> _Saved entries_
______________________________

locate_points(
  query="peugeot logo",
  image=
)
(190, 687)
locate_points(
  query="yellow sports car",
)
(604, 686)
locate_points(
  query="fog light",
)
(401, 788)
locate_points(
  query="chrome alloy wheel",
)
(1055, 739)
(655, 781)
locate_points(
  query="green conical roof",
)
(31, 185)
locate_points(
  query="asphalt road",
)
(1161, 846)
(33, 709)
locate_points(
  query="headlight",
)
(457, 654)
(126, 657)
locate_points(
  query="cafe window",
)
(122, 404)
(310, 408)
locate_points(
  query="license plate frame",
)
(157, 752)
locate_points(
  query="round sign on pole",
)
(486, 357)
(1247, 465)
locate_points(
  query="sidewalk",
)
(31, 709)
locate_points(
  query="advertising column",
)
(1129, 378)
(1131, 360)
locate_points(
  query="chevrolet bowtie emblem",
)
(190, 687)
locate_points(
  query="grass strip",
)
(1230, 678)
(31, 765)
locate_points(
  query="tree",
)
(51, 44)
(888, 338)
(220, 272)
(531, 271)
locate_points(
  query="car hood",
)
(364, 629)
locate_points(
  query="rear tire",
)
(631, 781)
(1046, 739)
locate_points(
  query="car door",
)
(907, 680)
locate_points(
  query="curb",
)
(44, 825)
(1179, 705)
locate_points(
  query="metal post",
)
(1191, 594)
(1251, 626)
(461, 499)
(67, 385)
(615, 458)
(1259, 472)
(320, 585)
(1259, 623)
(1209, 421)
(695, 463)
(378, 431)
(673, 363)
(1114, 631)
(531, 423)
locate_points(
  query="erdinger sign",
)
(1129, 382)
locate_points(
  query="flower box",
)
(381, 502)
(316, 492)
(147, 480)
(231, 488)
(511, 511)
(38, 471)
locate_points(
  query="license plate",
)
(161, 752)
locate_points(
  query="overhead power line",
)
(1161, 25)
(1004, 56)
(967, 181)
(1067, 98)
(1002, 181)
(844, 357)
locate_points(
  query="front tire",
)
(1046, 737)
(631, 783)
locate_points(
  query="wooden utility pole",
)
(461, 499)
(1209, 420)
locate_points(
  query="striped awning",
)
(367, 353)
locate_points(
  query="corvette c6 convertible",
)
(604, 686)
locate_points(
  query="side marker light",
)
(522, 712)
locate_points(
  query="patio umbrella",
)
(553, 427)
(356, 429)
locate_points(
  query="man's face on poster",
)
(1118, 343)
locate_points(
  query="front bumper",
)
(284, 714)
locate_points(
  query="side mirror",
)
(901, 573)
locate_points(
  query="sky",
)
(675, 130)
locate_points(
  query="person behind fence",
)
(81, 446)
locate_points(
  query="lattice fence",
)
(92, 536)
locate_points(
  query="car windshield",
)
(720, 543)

______________________________

> _Problem_
Using the data above, return each line exactly as written.

> _Response below_
locate_points(
  query="peugeot logo",
  image=
)
(190, 687)
locate_points(
  query="yellow sports car",
)
(604, 686)
locate_points(
  query="fog light",
)
(401, 788)
locate_points(
  query="chrome alloy wheel",
)
(1055, 739)
(655, 781)
locate_points(
  query="green conical roof",
)
(31, 185)
locate_points(
  query="asphalt road",
)
(1161, 846)
(33, 709)
locate_points(
  query="headlight",
)
(457, 654)
(126, 657)
locate_points(
  query="cafe window",
)
(122, 404)
(310, 408)
locate_points(
  query="license plate frame",
)
(157, 752)
locate_points(
  query="round sign on pole",
)
(486, 357)
(1247, 465)
locate_points(
  query="sidewalk",
)
(31, 709)
locate_points(
  query="advertising column",
)
(1129, 378)
(1131, 360)
locate_points(
  query="chevrolet bowtie emblem",
)
(190, 687)
locate_points(
  query="grass strip",
)
(1230, 678)
(31, 765)
locate_points(
  query="tree",
)
(51, 44)
(888, 338)
(220, 272)
(531, 271)
locate_points(
  query="car hood",
)
(364, 629)
locate_points(
  query="rear tire",
)
(631, 781)
(1046, 739)
locate_points(
  query="car door",
)
(907, 680)
locate_points(
  query="curb",
)
(44, 825)
(1179, 705)
locate_points(
  query="metal post",
)
(1191, 594)
(1251, 626)
(461, 499)
(67, 385)
(615, 458)
(1259, 472)
(320, 585)
(1259, 623)
(1209, 421)
(695, 463)
(378, 431)
(673, 363)
(1114, 631)
(531, 423)
locate_points(
  query="erdinger sign",
)
(1129, 382)
locate_points(
  query="flower box",
)
(381, 502)
(316, 492)
(147, 480)
(231, 488)
(511, 511)
(38, 471)
locate_points(
  query="license plate",
)
(161, 752)
locate_points(
  query="overhead power line",
)
(1161, 25)
(1004, 56)
(967, 181)
(1067, 98)
(1002, 181)
(844, 357)
locate_points(
  query="front tire",
)
(1046, 737)
(631, 783)
locate_points(
  query="wooden utility pole",
)
(461, 499)
(1209, 420)
locate_points(
  query="striped awning",
)
(367, 353)
locate_points(
  query="corvette c6 convertible",
)
(604, 686)
locate_points(
  query="side marker light",
)
(522, 712)
locate_points(
  query="patio umbrella",
)
(553, 427)
(356, 429)
locate_points(
  query="man's face on poster",
)
(1118, 343)
locate_points(
  query="front bumper",
)
(284, 714)
locate_points(
  query="side mirror",
)
(901, 573)
locate_points(
  query="sky",
)
(675, 130)
locate_points(
  query="person behind fence",
)
(81, 446)
locate_points(
  query="lattice fence",
)
(92, 536)
locate_points(
  query="car windshield",
)
(720, 543)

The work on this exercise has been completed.